◆ **Set problem**
Return the records exactly as they are.

◆ **Task data**
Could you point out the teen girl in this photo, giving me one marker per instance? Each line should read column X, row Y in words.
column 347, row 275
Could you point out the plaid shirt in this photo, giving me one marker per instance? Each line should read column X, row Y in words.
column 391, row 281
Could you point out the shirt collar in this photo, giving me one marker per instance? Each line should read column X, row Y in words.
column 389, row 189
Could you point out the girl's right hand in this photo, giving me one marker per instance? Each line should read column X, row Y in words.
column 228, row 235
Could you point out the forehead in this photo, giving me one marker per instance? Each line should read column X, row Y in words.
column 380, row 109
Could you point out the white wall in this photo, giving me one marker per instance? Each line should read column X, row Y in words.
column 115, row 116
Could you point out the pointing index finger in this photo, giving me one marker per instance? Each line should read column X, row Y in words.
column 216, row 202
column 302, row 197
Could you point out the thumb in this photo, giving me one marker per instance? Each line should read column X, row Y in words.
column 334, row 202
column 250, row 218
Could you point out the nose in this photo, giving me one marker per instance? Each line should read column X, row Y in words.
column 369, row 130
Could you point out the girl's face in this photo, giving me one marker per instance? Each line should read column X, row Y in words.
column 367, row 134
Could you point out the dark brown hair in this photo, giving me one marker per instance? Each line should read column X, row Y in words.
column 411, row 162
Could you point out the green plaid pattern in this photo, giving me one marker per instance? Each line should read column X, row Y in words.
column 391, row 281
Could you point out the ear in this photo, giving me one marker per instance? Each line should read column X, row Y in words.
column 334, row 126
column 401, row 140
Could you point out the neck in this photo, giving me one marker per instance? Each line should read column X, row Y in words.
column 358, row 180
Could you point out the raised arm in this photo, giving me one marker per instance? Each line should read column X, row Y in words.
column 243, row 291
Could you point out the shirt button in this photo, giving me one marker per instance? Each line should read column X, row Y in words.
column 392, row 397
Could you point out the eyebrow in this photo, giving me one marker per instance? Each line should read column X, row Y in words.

◆ **Exercise answer**
Could you point out the teen girl in this photo, giving me one marker per instance? Each line should read column X, row Y in words.
column 347, row 275
Could you point out the plaid shirt in this photo, giving me one marker per instance? Each line should read column X, row Y in words.
column 391, row 281
Could you point out the shirt collar in this photo, giving me one marker per instance? Each line should read column X, row Y in words.
column 389, row 189
Could you point out the girl's right hand in this photo, giving me one marker per instance? Each line should read column X, row Y in words.
column 228, row 235
Could you point out the forehead in this photo, giving me one marker per instance? Each line should read column X, row Y in words.
column 380, row 109
Could you point out the white wall in this photo, giving me one marker per instance? Each line should read column X, row Y in words.
column 115, row 116
Could you point out the pointing index finger in this photo, giving me one marker per instance? Each line should read column X, row Y in words.
column 216, row 202
column 302, row 197
Could you point out the thumb in this photo, giving me one marker per instance? Each line should read column X, row Y in words.
column 334, row 202
column 250, row 218
Could you point out the nose in this photo, giving me one marker per instance? Each line should read column X, row Y in words.
column 369, row 130
Could you point out the girl's face in this photo, giving me one marker per instance? Each line should read column X, row Y in words.
column 367, row 134
Could you point out the dark brown hair in this photo, giving me one marker per instance? Each line should read column X, row Y in words.
column 411, row 162
Could you point out the green plaid pattern in this photo, giving me one marker per instance? Each line should read column X, row Y in words.
column 391, row 281
Could you point out the ear in this photo, giving me one marker per instance? Each line should read column X, row Y in words.
column 334, row 126
column 401, row 140
Could you point out the neck in this photo, giving me one marker per instance? Each line should read column X, row Y in words.
column 358, row 180
Could you point out the raised arm in this photo, giving me one marker per instance? Each line should read column X, row Y in words.
column 243, row 291
Could you point out the shirt button in this photo, giving me one marker per instance? Each line should read column X, row Y in words.
column 392, row 397
Could you point out the eyebrow in this photo, giving me one marker per instance? Each line should read column X, row Y in words.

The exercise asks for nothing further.